# Document section:
• Dennis Griffin

Understanding MERV Filter Ratings


MERV Rating (Minimum Efficiency Reporting Value) is a standard set by ANSI/ASHRAE that is used to measure the overall efficiency of an air filter. Higher MERV ratings are assigned to filters capturing the greatest percentage of airborne particles and contaminants. Filters with MERV ratings of 1 to 16 are capable of filtering particles ranging from 0.3 to 10 microns. Higher MERV ratings of 17-20 are assigned to HEPA and ULPA filters capable of trapping particles smaller than 0.3 microns.


Since 2020 ASHRAE has recommended upgrading filtration to MERV 13 or higher to mitigate the spread of Covid-19 as well as other viruses and bacteria. But many commercial HVAC systems aren’t designed to accommodate high-MERV filters, which can increase pressure drop and reduce airflow. PJM can help clients determine the highest MERV rating possible for their existing system, and in some cases can make system modifications to allow higher-efficiency filters to be used or help relieve the negative effects of higher-MERV filtration.


MERV 1-4 – Residential and light commercial filters with minimal filtering ability. Can trap particles 10 microns and above.

# Task 1:
In the text on MERV filter ratings, which filters receive MERV ratings of 17 to 20?
# Task 2:
Using the text on MERV filter ratings, explain in one to three sentences why many commercial HVAC systems may have trouble with filters rated MERV 13 or higher.
# Task 3:
Pick up the text on MERV filter ratings after its final line and keep it going.
These rows have no connection to the text on MERV filter ratings.

# Natural-language object grounding data:
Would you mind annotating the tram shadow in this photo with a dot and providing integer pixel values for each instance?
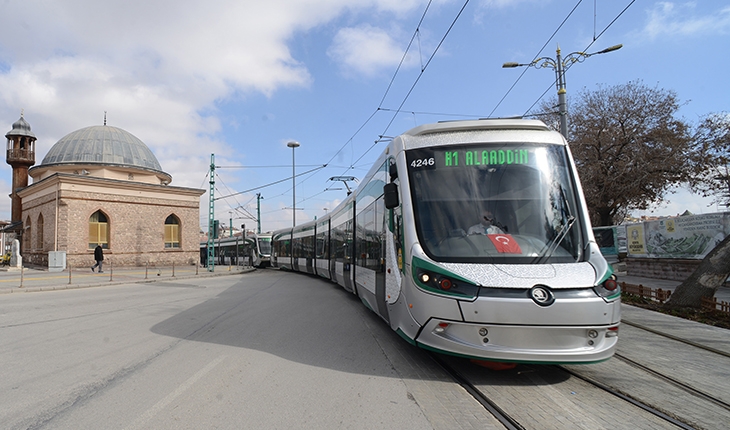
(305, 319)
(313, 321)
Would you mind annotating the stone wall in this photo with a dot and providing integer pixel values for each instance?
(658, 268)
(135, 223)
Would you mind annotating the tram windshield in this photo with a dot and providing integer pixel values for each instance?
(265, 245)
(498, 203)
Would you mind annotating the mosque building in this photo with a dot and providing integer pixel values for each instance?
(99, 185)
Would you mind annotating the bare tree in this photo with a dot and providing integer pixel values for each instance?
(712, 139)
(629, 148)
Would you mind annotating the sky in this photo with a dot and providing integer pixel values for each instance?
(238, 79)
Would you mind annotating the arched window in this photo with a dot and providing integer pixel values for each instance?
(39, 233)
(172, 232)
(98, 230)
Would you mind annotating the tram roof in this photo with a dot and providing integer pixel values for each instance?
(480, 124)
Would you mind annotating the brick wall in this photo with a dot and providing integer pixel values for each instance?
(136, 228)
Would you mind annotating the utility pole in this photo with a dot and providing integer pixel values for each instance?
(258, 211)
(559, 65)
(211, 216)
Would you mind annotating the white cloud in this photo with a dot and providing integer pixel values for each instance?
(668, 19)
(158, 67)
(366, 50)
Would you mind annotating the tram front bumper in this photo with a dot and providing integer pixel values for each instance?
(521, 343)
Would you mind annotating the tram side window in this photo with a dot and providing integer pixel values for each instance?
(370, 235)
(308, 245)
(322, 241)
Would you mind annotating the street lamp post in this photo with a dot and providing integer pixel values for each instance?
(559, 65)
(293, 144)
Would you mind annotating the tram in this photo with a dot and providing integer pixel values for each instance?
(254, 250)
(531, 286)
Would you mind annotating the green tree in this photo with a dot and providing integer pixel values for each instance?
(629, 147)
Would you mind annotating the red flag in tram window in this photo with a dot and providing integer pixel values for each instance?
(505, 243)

==

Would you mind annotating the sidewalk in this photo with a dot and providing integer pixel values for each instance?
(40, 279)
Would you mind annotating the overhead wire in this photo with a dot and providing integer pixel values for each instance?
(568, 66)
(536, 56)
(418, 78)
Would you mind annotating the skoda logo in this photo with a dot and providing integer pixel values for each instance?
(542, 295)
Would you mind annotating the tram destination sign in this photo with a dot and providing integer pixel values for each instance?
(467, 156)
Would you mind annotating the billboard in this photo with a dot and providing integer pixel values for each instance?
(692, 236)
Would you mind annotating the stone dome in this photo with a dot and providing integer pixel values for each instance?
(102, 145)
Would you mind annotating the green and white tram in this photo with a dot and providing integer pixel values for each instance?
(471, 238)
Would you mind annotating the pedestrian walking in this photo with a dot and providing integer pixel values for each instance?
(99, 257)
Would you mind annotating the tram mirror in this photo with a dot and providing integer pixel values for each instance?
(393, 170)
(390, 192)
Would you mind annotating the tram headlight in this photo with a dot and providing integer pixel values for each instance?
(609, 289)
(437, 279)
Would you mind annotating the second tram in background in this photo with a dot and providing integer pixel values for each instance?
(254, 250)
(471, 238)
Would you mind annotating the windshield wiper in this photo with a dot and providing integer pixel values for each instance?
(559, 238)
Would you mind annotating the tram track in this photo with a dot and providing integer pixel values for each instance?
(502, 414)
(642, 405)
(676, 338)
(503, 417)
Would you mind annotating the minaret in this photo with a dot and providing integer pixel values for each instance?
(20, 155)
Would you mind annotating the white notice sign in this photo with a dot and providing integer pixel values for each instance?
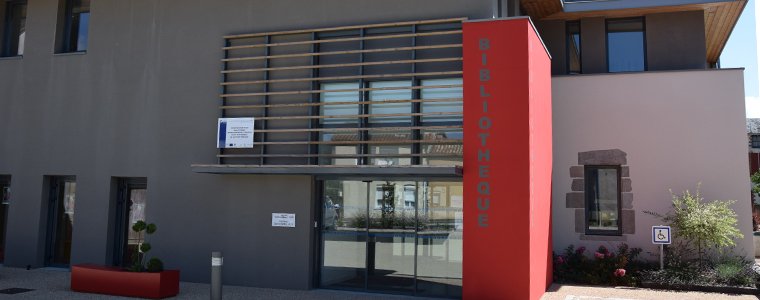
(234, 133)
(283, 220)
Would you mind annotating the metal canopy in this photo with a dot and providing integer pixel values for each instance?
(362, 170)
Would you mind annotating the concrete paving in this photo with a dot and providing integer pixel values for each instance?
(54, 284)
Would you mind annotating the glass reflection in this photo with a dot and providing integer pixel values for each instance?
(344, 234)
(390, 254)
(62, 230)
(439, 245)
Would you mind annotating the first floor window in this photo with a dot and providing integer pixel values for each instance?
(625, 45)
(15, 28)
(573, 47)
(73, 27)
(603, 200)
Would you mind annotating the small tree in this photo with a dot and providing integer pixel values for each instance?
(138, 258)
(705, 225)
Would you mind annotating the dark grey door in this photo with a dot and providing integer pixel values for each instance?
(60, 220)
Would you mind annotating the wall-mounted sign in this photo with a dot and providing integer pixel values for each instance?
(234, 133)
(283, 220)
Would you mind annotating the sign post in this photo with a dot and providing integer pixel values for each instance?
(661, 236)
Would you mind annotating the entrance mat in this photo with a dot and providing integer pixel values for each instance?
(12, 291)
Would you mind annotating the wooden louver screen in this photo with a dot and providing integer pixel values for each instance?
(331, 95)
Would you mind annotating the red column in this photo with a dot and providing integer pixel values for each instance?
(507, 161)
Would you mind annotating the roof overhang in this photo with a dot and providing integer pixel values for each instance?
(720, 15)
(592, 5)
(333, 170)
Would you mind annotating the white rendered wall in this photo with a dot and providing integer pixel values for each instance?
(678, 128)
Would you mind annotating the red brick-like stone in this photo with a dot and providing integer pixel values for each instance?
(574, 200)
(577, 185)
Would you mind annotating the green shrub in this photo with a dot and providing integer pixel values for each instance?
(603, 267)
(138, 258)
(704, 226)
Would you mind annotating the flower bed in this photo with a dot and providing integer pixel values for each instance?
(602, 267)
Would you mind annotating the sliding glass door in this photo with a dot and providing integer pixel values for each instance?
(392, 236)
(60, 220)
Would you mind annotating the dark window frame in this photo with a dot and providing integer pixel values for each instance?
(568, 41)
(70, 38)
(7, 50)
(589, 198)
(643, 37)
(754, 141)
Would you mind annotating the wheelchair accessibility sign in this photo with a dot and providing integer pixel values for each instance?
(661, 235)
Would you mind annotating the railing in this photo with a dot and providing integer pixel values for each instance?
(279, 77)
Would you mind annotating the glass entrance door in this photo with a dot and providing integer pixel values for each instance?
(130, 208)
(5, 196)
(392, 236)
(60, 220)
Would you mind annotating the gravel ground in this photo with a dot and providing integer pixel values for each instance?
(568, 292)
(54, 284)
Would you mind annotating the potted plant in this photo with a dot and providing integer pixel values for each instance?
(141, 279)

# Expected output 1:
HEPA and ULPA filters.

# Expected output 2:
Many commercial HVAC systems aren't designed to accommodate high-MERV filters. Those filters can increase pressure drop and reduce airflow.

# Expected output 3:
MERV 5-8 – A better choice for residential use, commonly used in commercial settings and industrial workplaces. Capable of capturing particles as small as 3 microns (mold spores, dust mite debris, pet dander).


MERV 9-12 – Capable of filtering particles of 1 to 3 microns such as Legionella, humidifier dust, lead dust. The best option for residential, mostly used in commercial and industrial applications.


MERV 13-16 – Preferred for most hospital and healthcare applications, superior choice for commercial buildings. A MERV 16 filter captures 95-99% of particles spanning the full test range including bacteria and tobacco smoke.


MERV 17-20 – Used in pharmaceutical, electronics manufacturing, clean rooms, hazardous materials and nuclear applications, these filters are capable of filtering 99.97-99.9999% of particles including viruses, radon, and carbon dust. Impractical for typical HVAC systems.